◆ SET EXERCISE
Recast everything in the data below from the line containing "Please trace the outline of every instance of the **sailboat**." down to the line containing "705 475 L 697" as a numbered list, leaving out any blank lines.

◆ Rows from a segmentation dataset
-- -- --

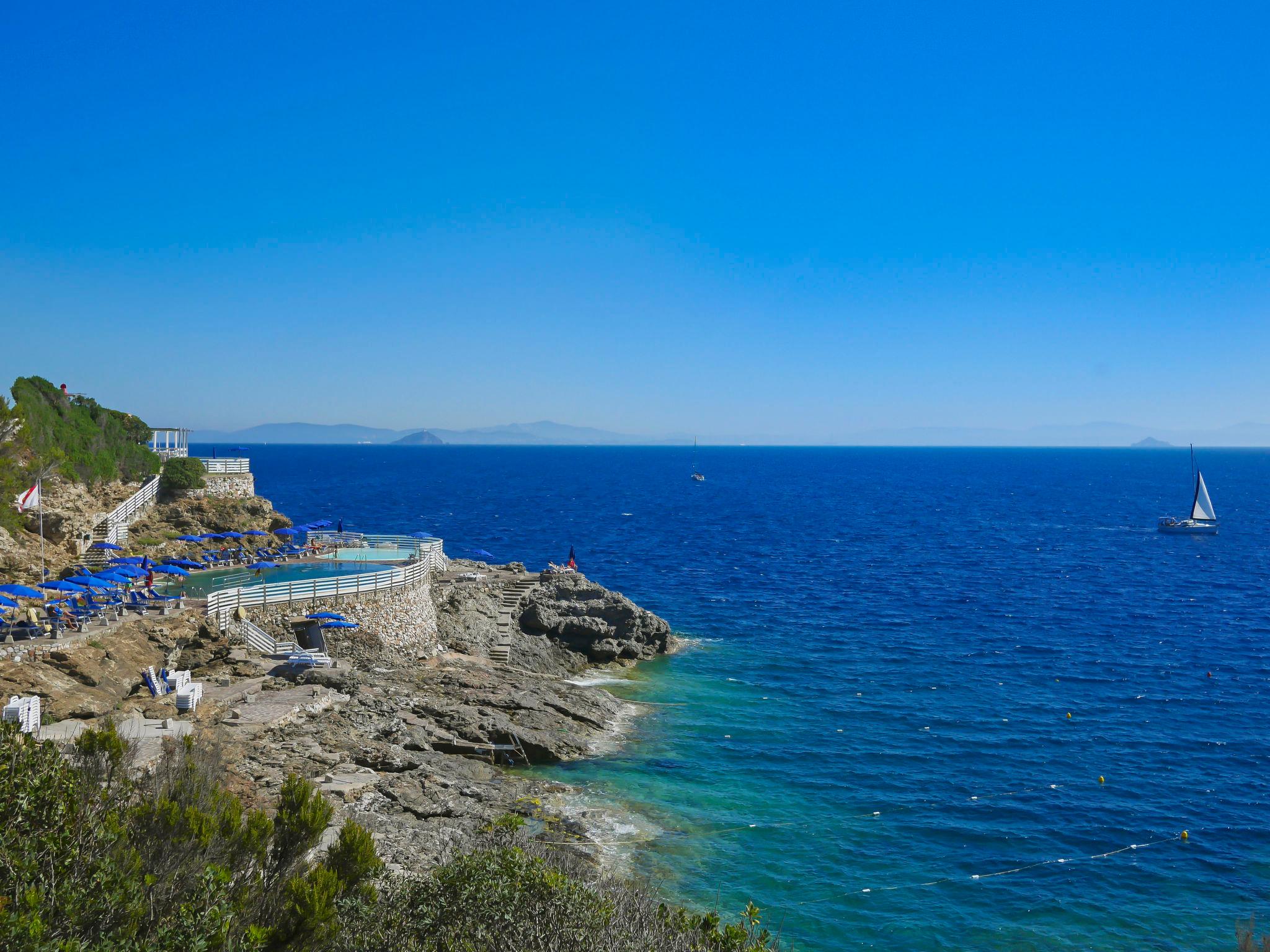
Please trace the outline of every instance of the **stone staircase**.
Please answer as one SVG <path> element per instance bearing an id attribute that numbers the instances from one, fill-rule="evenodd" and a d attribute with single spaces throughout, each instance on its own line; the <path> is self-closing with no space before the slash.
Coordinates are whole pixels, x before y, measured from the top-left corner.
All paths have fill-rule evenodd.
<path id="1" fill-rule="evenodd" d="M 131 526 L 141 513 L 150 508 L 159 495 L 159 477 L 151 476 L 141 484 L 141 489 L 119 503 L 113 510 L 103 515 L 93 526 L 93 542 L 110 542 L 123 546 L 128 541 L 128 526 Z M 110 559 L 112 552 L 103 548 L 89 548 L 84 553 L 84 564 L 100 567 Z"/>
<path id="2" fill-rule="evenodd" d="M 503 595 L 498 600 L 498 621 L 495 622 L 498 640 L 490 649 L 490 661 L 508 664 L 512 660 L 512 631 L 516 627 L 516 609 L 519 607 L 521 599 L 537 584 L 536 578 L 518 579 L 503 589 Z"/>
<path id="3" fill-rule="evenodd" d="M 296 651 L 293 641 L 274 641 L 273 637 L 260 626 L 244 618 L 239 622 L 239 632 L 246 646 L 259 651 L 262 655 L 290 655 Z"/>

-- -- --

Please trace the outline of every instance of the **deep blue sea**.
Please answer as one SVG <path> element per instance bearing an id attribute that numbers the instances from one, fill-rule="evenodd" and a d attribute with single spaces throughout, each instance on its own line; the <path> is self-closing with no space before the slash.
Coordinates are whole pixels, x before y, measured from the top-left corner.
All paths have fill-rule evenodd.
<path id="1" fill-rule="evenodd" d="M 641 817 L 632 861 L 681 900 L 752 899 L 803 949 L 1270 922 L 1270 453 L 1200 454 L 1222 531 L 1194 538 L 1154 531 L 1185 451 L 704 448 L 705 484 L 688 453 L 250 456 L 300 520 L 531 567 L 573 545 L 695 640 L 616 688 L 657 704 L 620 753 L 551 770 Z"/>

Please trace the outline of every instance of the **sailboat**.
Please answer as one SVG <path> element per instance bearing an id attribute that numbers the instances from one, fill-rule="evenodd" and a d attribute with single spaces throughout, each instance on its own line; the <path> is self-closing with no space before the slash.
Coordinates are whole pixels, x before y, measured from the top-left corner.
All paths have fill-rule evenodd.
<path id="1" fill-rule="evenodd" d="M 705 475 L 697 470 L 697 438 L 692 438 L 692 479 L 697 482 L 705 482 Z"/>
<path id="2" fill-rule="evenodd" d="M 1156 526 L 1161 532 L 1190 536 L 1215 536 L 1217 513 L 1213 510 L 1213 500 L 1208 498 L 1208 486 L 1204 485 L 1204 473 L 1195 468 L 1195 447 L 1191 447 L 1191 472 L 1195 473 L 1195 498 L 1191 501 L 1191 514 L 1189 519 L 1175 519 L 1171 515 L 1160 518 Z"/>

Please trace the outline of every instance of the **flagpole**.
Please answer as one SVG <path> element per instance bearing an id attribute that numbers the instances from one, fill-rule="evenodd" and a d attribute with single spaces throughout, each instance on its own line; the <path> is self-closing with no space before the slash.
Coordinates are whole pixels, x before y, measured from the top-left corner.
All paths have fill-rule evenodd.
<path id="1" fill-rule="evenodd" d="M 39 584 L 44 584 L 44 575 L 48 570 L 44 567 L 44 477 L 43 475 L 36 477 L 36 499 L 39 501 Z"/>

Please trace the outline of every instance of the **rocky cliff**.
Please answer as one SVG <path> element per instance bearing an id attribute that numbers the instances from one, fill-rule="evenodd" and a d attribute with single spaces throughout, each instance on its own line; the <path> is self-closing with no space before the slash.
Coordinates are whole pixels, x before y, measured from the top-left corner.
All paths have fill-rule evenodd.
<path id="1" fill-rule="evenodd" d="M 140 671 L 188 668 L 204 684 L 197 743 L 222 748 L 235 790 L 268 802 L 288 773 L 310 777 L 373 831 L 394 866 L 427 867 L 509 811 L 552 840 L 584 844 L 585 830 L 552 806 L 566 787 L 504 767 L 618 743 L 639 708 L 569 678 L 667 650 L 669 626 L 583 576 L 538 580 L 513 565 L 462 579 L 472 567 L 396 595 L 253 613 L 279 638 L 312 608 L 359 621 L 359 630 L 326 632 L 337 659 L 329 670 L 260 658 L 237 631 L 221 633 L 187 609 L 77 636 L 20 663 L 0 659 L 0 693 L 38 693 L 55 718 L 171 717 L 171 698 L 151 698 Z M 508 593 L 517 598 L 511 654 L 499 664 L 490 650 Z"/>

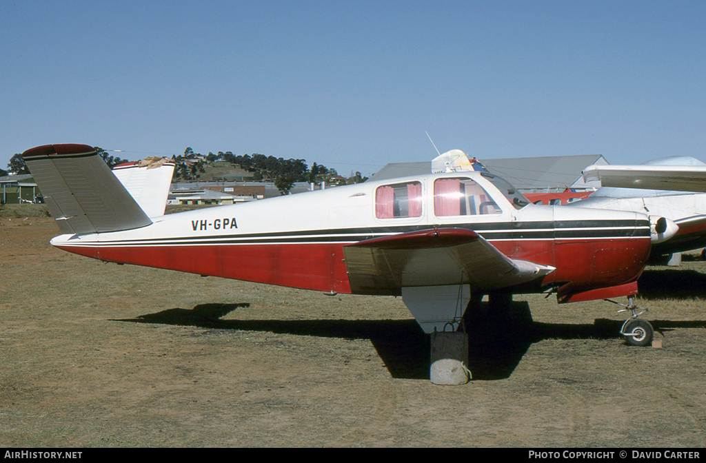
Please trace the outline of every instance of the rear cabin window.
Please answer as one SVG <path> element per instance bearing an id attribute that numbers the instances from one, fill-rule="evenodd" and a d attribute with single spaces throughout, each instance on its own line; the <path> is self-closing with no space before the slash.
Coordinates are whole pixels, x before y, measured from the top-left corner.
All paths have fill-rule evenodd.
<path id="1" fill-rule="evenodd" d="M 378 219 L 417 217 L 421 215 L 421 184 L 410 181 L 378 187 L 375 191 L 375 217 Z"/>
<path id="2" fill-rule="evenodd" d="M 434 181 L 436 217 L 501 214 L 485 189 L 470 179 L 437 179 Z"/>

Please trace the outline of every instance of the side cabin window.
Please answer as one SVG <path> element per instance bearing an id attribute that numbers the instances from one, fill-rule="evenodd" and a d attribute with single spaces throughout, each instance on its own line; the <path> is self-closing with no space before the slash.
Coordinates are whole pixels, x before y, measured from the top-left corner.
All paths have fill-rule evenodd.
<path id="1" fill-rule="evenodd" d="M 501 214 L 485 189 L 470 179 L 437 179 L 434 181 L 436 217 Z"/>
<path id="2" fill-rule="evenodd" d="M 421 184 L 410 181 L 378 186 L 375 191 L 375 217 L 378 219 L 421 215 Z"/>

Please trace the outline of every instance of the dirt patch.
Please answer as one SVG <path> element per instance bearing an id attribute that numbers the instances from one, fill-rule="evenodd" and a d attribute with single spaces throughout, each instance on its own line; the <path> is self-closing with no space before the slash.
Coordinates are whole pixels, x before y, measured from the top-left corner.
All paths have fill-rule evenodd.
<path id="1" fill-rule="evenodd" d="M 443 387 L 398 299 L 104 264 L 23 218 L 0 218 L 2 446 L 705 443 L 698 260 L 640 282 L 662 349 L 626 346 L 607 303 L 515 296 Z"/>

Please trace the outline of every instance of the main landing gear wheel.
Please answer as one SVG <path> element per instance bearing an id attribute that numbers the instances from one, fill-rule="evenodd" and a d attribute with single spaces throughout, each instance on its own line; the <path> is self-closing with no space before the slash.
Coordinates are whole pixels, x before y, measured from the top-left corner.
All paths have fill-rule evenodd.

-- -- --

◆ WRITTEN ANSWER
1. Please trace the outline of every instance of the **sailboat**.
2. Please answer as one SVG <path> element per instance bearing an id attribute that numbers the instances from one, fill-rule="evenodd" and a d attribute with single spaces throughout, each instance on its own line; the <path> is self-closing with no space before the slash.
3. Coordinates are whole pixels, x before y, measured from the top-left corner.
4. All paths have fill-rule evenodd.
5. <path id="1" fill-rule="evenodd" d="M 705 475 L 697 470 L 697 438 L 692 438 L 692 479 L 697 482 L 705 482 Z"/>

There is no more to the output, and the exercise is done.